#### [Data in this exercise]
%%

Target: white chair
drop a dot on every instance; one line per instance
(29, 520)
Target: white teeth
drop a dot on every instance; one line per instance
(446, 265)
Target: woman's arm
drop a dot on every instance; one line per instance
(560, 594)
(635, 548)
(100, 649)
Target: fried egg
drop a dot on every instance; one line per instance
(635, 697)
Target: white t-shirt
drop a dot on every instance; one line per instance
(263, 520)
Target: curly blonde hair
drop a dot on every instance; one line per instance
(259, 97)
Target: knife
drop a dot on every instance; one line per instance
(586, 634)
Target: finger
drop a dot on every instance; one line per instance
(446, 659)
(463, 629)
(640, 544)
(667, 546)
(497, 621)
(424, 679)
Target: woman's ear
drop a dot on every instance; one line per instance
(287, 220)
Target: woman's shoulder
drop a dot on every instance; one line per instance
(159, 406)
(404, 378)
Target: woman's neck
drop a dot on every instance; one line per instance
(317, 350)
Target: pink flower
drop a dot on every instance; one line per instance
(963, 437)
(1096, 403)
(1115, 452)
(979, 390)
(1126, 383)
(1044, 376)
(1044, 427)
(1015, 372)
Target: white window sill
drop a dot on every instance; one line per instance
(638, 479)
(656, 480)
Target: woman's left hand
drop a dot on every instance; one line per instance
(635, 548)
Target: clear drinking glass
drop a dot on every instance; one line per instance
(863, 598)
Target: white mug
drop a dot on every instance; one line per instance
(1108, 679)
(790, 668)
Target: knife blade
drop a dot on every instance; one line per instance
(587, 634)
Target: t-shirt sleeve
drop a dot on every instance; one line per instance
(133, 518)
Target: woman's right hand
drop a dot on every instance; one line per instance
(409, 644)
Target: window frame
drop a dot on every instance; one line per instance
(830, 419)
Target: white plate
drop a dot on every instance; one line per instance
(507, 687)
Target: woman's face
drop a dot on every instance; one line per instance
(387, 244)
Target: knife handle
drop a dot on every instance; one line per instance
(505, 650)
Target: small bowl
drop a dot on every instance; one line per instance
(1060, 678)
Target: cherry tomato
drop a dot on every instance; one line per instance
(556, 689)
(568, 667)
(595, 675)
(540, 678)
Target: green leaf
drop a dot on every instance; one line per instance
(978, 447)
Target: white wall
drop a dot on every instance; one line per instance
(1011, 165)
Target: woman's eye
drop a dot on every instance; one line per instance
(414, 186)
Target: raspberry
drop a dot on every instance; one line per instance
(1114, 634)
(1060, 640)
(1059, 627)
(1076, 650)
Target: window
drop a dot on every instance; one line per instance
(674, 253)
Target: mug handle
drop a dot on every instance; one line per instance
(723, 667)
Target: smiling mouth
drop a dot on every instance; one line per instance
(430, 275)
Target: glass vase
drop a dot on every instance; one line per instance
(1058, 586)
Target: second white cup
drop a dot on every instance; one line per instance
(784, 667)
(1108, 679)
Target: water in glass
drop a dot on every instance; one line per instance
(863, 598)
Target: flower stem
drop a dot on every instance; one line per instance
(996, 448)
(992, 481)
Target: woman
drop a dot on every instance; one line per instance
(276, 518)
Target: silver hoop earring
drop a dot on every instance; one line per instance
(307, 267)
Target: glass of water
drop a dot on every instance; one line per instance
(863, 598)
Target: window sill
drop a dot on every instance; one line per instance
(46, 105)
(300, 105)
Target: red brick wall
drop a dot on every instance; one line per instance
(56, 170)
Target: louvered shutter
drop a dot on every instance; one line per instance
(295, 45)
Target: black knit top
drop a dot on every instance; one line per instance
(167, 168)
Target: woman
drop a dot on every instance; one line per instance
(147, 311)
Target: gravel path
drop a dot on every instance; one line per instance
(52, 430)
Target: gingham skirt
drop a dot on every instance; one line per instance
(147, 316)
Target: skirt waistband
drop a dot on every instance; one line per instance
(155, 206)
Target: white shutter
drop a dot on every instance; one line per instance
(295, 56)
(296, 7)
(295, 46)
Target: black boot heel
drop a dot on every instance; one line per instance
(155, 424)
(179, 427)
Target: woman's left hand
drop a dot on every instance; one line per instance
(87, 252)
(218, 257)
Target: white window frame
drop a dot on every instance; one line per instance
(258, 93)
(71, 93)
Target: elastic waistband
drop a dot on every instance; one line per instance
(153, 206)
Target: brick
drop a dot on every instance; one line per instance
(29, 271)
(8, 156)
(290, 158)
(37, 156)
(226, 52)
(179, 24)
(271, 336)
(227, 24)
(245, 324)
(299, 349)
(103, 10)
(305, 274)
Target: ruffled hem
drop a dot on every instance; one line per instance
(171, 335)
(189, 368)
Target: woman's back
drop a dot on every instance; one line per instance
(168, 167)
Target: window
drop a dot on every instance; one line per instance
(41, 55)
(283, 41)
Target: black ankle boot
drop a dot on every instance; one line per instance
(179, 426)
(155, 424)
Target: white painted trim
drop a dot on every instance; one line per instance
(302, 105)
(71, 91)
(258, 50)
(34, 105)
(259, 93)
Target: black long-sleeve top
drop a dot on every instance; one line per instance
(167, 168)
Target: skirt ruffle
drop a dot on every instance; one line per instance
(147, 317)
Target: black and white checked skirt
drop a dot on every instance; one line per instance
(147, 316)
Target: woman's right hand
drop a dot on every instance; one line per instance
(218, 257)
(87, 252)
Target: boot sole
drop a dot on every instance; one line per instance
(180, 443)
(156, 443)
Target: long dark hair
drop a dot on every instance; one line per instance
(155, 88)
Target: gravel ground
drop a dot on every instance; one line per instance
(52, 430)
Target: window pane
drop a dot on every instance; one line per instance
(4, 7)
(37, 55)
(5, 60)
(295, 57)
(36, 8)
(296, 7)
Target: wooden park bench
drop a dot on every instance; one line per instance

%%

#### [Task details]
May I have the entries returned exactly, with every line in place?

#### [Response]
Target: white chair
drop a dot on every instance; one line per instance
(29, 520)
Target: white teeth
drop a dot on every instance; one line per instance
(446, 265)
Target: woman's arm
drop a dot on every instance; one line per instance
(560, 594)
(635, 548)
(100, 649)
Target: fried egg
drop a dot on every instance; one line per instance
(635, 697)
Target: white t-shirt
drop a dot on every instance; one line per instance
(263, 520)
Target: curly blonde hair
drop a dot on every instance; one line per instance
(259, 97)
Target: knife
drop a dot on every instance; one line per instance
(586, 634)
Target: finger
drop a dot on every instance; one line per instance
(446, 659)
(463, 629)
(640, 544)
(667, 546)
(497, 621)
(424, 679)
Target: woman's ear
drop a dot on every instance; one line per instance
(287, 220)
Target: woman's shoulder
drop a dot on every instance; one line per instance
(159, 406)
(404, 378)
Target: woman's neck
drop a dot on every instance; one line per instance
(317, 350)
Target: pink flower
drop a dot on every instance; one line per instance
(963, 437)
(1096, 403)
(1115, 452)
(979, 390)
(1126, 383)
(1044, 376)
(1044, 427)
(1015, 372)
Target: white window sill
drop a dot on every instance; one line per instance
(638, 479)
(656, 480)
Target: woman's left hand
drop a dot on every instance; one line per instance
(635, 548)
Target: clear drinking glass
drop a dot on every instance; one line per instance
(863, 598)
Target: white mug
drop a dot on every instance; one line per instance
(1108, 679)
(790, 668)
Target: knife blade
drop a dot on every instance; one line per instance
(587, 634)
Target: t-shirt sleeve
drop a dot on every instance; one line per instance
(133, 518)
Target: woman's right hand
drop a dot on every instance; one line per instance
(409, 644)
Target: window frame
drop a dot on every instance; one line per instance
(830, 419)
Target: white plate
drop a dot on every instance; one line per instance
(507, 687)
Target: woman's face
drop a dot on every instance; one line per instance
(387, 244)
Target: knife handle
drop a dot on every instance; one line per instance
(505, 650)
Target: small bowl
drop a dot on every instance; one line per instance
(1060, 678)
Target: cherry tomato
drop a dot on every instance; one line per instance
(556, 689)
(568, 667)
(595, 675)
(540, 678)
Target: green leaf
drop a dot on every instance; one line per instance
(978, 447)
Target: white wall
drop a dot on every instance; one line per instance
(1011, 165)
Target: woman's eye
drop a dot on every instance; one line per instance
(414, 186)
Target: raspberry
drop a dot on every instance; one line per instance
(1114, 634)
(1060, 640)
(1059, 627)
(1076, 650)
Target: window
drop a dot on every instance; one line per instance
(674, 253)
Target: mug handle
drop a dot on every instance; one line per instance
(723, 667)
Target: smiling mouth
drop a dot on every instance; one line per instance
(430, 275)
Target: glass vase
drop a dot on every instance; one line per instance
(1058, 586)
Target: second white cup
drop a dot on every instance; one line per instance
(784, 667)
(1108, 679)
Target: water in glass
drop a dot on every instance; one line per instance
(863, 598)
Target: flower stem
drop a dot on every instance; one line per instance
(996, 448)
(992, 481)
Target: woman
drop a dot on every instance; one line per instance
(276, 518)
Target: silver hoop earring
drop a dot on every instance; one line per instance
(307, 267)
Target: glass of water
drop a dot on every instance; one line per instance
(863, 598)
Target: window sill
drop a dot on every instance; one line per instance
(46, 105)
(300, 105)
Target: red brick wall
drop a dot on every instance; one line per instance
(56, 170)
Target: louvered shutter
drop a dot on every instance; one line per instance
(295, 45)
Target: black knit top
drop a dot on every instance; one line per instance
(167, 168)
Target: woman
drop a dot on every instance; one line per instance
(147, 311)
Target: gravel path
drop a dot on every instance; one line per instance
(52, 430)
Target: gingham skirt
drop a dot on every instance; one line per instance
(147, 316)
Target: skirt waistband
drop a dot on every instance; one line per instance
(155, 206)
Target: white shutter
drop a dot on every instance; one line per instance
(295, 56)
(296, 7)
(295, 46)
Target: black boot heel
drop a dot on every instance; one line per instance
(155, 424)
(179, 427)
Target: woman's left hand
drop a dot on every instance; one line per instance
(87, 252)
(218, 257)
Target: white window frame
drop a dot on every instance; one line per instance
(258, 93)
(71, 93)
Target: elastic waistband
drop a dot on every instance; one line per instance
(153, 206)
Target: brick
drop a dot on every instance; one line per instance
(29, 271)
(8, 156)
(290, 158)
(37, 156)
(226, 52)
(179, 24)
(271, 336)
(227, 24)
(245, 324)
(299, 349)
(103, 10)
(305, 274)
Target: ruffled hem
drop a dot on every instance; one line per instance
(171, 335)
(189, 368)
Target: woman's back
drop a dot on every instance; one line per instance
(168, 167)
Target: window
drop a dot on every instance; one line per instance
(41, 55)
(283, 41)
Target: black ankle boot
drop a dot on every instance; one line per instance
(179, 426)
(155, 424)
Target: white painted trim
drop a dot on every instance; one line per instance
(302, 105)
(71, 91)
(258, 50)
(34, 105)
(259, 93)
Target: black long-sleeve top
drop a dot on every instance; one line per instance
(167, 168)
Target: skirt ruffle
drop a dot on every instance; one line per instance
(147, 317)
Target: black and white checked skirt
drop a dot on every instance; one line per instance
(147, 316)
Target: woman's right hand
drop a dot on every instance; one line per instance
(218, 257)
(87, 252)
Target: boot sole
drop a dot on every instance; one line per instance
(180, 443)
(156, 443)
Target: long dark hair
drop a dot on every instance; one line per instance
(155, 88)
Target: gravel ground
drop a dot on every instance; one line per instance
(52, 430)
Target: window pane
drop a dot on every instance; one line per instance
(4, 7)
(37, 55)
(5, 60)
(295, 57)
(36, 8)
(296, 7)
Target: wooden park bench
drop a dot on every instance; one line per instance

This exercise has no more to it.